__TAREAS PROPUESTAS__:
(1) ¿Cuántas maneras de acercarse a la deidad hay según el texto sobre el único mediador, y cuáles son?
(2) Escribe la continuación del texto sobre el único mediador a partir de su última oración.

__TEXTO__:
---------------

UN SOLO MEDIADOR

Por Nicolás G. Lammé

Reforma Siglo XXI, Vol. 14, No. 2

P.36 ¿Quién es el mediador del pacto de gracia?

R. El único Mediador en el pacto de gracia es el Señor Jesucristo, quien siendo el eterno Hijo de Dios, de la misma sustancia e igual con el Padre, se hizo hombre en la plenitud del tiempo, y así era y continúa siendo Dios y hombre, en dos naturalezas completa- mente distintas y una sola persona, para siempre.

Pablo escribió en 1 Timoteo 2:5, “Porque hay un solo Dios y un solo mediador entre Dios y los hombres, Jesucristo hombre”. En este versículo tan sencillo todo el contenido de las buenas nuevas está comprimido. Es un mensaje sencillo. Pero su sencillez es a la vez su profundidad. Para algunos, este mensaje es nuevas de gran gozo. Para otros, su sencillez se vuelve el mismo tropiezo que les impide en su búsqueda de Dios. Sobre él tropiezan y caen y su caída es tal que nunca jamás se levantan. Para algunos, estas nuevas de “un solo mediador” se parecen a un banquete que les satisface el alma hambrienta y sedienta de Dios; satisface todos sus deseos como ninguna otra cosa. Pero otros hay que no pueden saborear las delicias de aquel banquete, pues lo prueban pero se van decepcionados. Nos preguntamos, ¿por qué hay tanta
diferencia entre estos dos grupos? ¿Por qué será este mensaje para algunos tan profundo como la mar y para otros un cuento de hadas necio, un triste vestigio de una época pasada de ignorancia precientífica?

La diferencia entre éstos radica en su forma de acercarse a Dios. En realidad, no hay muchas maneras de acercarse a la deidad, sino solo dos. O nos acercamos mediante nuestros propios esfuerzos religiosos (este es el paganismo en todas sus formas) o por medio de los esfuerzos de otro, es decir, por un mediador entre Dios y los hombres. Los únicos que pueden saborear el mensaje del Evangelio cristiano son solamente aquellos que se rinden ante la tarea imposible de buscar a Dios solos, sin ayuda y sin mediador. Los demás, de una u otra forma, intentan acercarse a Dios mediante sus propias fuerzas, devoción, estudios, sacrificio u obediencia. No obstante, esta tarea no pasará de ser una quimera, un fantasma escurridizo; siempre les será imposible de alcanzar. Pero, ¿por qué será así? ¿Por qué necesitamos a un mediador para poder ir a Dios?

Los que se empeñan en buscar a Dios por medio de algún esfuerzo humano simplemente no ven el asunto claramente. No entienden la gravedad del problema que ellos mismos tienen. A lo mejor ni siquiera se dan cuenta de que lo tienen.

---------------

__DATOS PROPORCIONADOS__:
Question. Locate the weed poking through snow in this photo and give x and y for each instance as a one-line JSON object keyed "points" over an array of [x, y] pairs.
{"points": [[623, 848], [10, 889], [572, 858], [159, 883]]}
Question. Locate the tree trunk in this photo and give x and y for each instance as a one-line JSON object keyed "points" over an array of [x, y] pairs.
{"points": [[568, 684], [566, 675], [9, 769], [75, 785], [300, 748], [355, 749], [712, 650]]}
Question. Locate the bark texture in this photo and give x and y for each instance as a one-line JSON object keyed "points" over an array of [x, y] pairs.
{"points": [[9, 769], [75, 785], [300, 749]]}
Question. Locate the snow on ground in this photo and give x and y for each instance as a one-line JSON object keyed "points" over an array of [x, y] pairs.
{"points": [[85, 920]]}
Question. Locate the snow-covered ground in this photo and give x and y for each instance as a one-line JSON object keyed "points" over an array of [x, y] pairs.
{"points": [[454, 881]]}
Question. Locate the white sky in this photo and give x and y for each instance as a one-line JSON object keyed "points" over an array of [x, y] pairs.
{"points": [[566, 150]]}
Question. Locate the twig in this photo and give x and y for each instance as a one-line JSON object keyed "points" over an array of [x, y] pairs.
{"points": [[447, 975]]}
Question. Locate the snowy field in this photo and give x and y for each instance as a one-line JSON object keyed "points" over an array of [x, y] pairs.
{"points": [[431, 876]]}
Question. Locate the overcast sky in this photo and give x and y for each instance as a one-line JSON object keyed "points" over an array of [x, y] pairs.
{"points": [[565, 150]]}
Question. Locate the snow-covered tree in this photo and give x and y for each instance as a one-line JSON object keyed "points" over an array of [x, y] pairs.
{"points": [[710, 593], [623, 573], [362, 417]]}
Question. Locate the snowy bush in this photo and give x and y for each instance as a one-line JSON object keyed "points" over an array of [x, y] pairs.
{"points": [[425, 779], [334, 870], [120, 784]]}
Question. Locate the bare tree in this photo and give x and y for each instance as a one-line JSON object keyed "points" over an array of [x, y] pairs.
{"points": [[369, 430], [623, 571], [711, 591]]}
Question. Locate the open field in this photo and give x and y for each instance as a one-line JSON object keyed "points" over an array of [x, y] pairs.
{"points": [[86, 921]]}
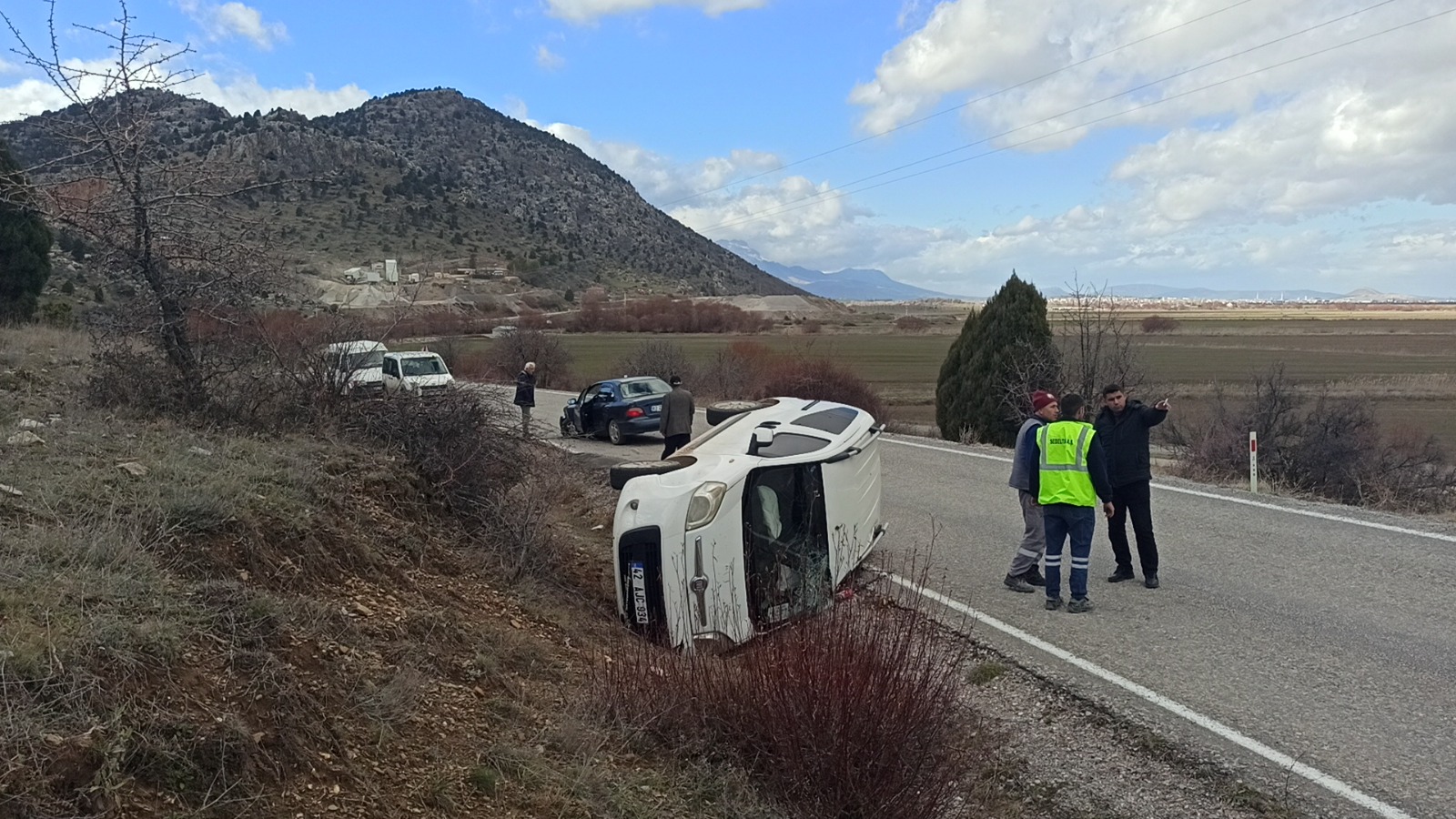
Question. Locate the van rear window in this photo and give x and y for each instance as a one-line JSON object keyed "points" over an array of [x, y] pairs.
{"points": [[791, 443], [832, 421]]}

---------------

__RESPUESTAS__:
(1) Solo dos: mediante nuestros propios esfuerzos religiosos o por medio de los esfuerzos de otro, es decir, por un mediador entre Dios y los hombres.

(2)
¿Y cuál es? Realmente, los hombres tenemos un problema triple en lo que concierne a nuestra búsqueda de Dios.

Primero, ¿cómo será posible para el hombre que está en la tierra, limitado por el tiempo y el espacio, conocer al Dios que está en los cielos? Él está lejos de nosotros. ¿Adónde podremos ir para encontrarlo? Construimos edificios, altares y relicarios —lugares que supuestamente nos ayudan a buscar y (según se espera) encontrar al Dios eterno—. Sin embargo, aunque el hombre edifique mil santuarios dedicados a la búsqueda de Dios, no puede eludir la realidad desconcertante de que cuando entra en su lugar de devoción religiosa, Dios no se encuentra ahí. Somos como los griegos, edificando templos para los dioses que viven en el monte Olimpo, lejos e inaccesible al hombre mortal. Si Dios está en los cielos, según oramos en el Padre Nuestro, según él mismo ha dicho, ¿dónde y cómo lo hallaremos? ¿Quién nos enseñará el camino? Él no está en nuestros templos, pues el apóstol Pedro ha dicho que Dios “no habita en templos hecho a mano” (Hechos 7:48). Él está en el cielo. Pero no sabemos qué es ni dónde está este “cielo”. ¿Es un lugar de nuestro universo? ¿Es otra dimensión de espacio y tiempo? ¿Qué será? No sabríamos responder.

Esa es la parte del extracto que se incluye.